Reproduce word for word the part of the forum thread below that starts with "I duno, the" and goes on through "full cardiac arrest.".

Text excerpt:
%%

I duno, the ftm-only section's been prety quiet at the moment...

Lora Olivia
10-21-2008, 03:39 PM
Well I hope it livens up, I miss all the guys:battingeyelashes: lol

ZenFrost
10-21-2008, 04:00 PM
I've been trying to perform CPR on the FtM sections for a while now but so far it's still in full cardiac arrest.

Tamara Croft
10-21-2008, 08:11 PM
So just why are the boards dead?

I'm going to add my 2p as an Admin here, not as a member...

When I first joined this board four years ago, this section was pretty non-existent. Since then, we've (the staff) have accommodated just about every request the FTM's have made here. This section was renamed, new sections created, a private section etc etc ... new rules in place, do I need to go on? And for what? for this section to die because of reasons (bullshit tbh) that should have been done and dusted by now.

So what next? Is this section going to continue to fail, because in all honesty, the hours we've put in making this site welcoming for FTM's seems like it was just a waste of time and yeah.. you could say I'm pissed.. because a lot of that time I personally could have had better things to do. One of the staff already stepped down (lex).. and for what? just to have this section die anyway? seriously... time to let it go and use this section, like it was used before... you don't want it pulled do you?

brylram
10-21-2008, 08:44 PM
I think that part of the problem might be the personal needs of members.... I mean, when I first joined, I had only just recently started T, and at that point everything is new and exciting... and there's a lot more interest in being on a site like this, and a lot more to say/ask as well. I've stuck around cause I like the site, and this is the only place I have a T-journal type thing. But I really don't have a lot of transition-related stuff to say anymore, and I'm not really the type for just chatting... and I don't need any support, because I'm just living my life now without any problems.. at least not problems that would be related to this site, or that are big enough to warrant me seeking opinions.

I think that the main reason the mtf parts of the site are so much more active is because there's simply a HUGE amount of members compared to the ftm's... I've never really looked at their parts that much, but I'm guessing that there's a sort of cycle where things that have been discussed to death before come back round again, and my guess would be that the much more frequent influx of new members would mean there's a constant supply of people with the same old questions and topics (as well as new ones) coming in and keeping activity levels up.

%%

Data supplied:

%%

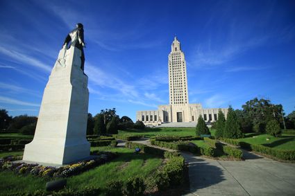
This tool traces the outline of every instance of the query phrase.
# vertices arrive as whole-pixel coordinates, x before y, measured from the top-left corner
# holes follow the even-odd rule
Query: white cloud
[[[51,70],[51,67],[40,60],[15,50],[6,49],[4,47],[0,46],[0,53],[17,60],[19,63],[33,66],[46,72],[49,72]]]
[[[24,106],[34,106],[34,107],[40,106],[39,104],[24,102],[24,101],[5,97],[5,96],[0,96],[0,103],[12,104],[12,105],[24,105]]]

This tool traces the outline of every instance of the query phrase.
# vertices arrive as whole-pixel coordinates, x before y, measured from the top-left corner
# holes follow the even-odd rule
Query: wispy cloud
[[[10,91],[12,91],[13,93],[25,93],[33,95],[35,96],[40,97],[40,94],[37,91],[32,91],[31,89],[28,89],[26,88],[23,88],[21,87],[13,85],[8,83],[0,82],[0,89],[9,90]]]
[[[271,68],[270,66],[235,66],[230,67],[225,70],[226,72],[239,72],[239,71],[258,71],[264,70]]]
[[[158,106],[155,104],[149,104],[149,103],[146,103],[146,102],[143,102],[143,101],[140,101],[140,100],[134,100],[129,99],[129,100],[128,100],[128,101],[131,103],[133,103],[133,104],[142,105],[154,107],[154,108],[158,107]]]
[[[49,72],[51,70],[51,68],[49,66],[42,63],[40,60],[33,57],[28,56],[22,53],[19,53],[11,49],[7,49],[2,46],[0,46],[0,53],[3,55],[11,57],[12,59],[17,61],[19,63],[33,66],[47,72]]]
[[[34,107],[40,107],[40,105],[39,104],[28,103],[28,102],[24,102],[5,96],[0,96],[0,103],[8,103],[8,104],[12,104],[12,105],[19,105],[23,106],[34,106]]]

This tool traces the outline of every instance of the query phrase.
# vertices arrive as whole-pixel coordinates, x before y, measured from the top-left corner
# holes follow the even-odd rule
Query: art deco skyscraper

%%

Exercise response:
I duno, the ftm-only section's been prety quiet at the moment...

Lora Olivia
10-21-2008, 03:39 PM
Well I hope it livens up, I miss all the guys:battingeyelashes: lol

ZenFrost
10-21-2008, 04:00 PM
I've been trying to perform CPR on the FtM sections for a while now but so far it's still in full cardiac arrest.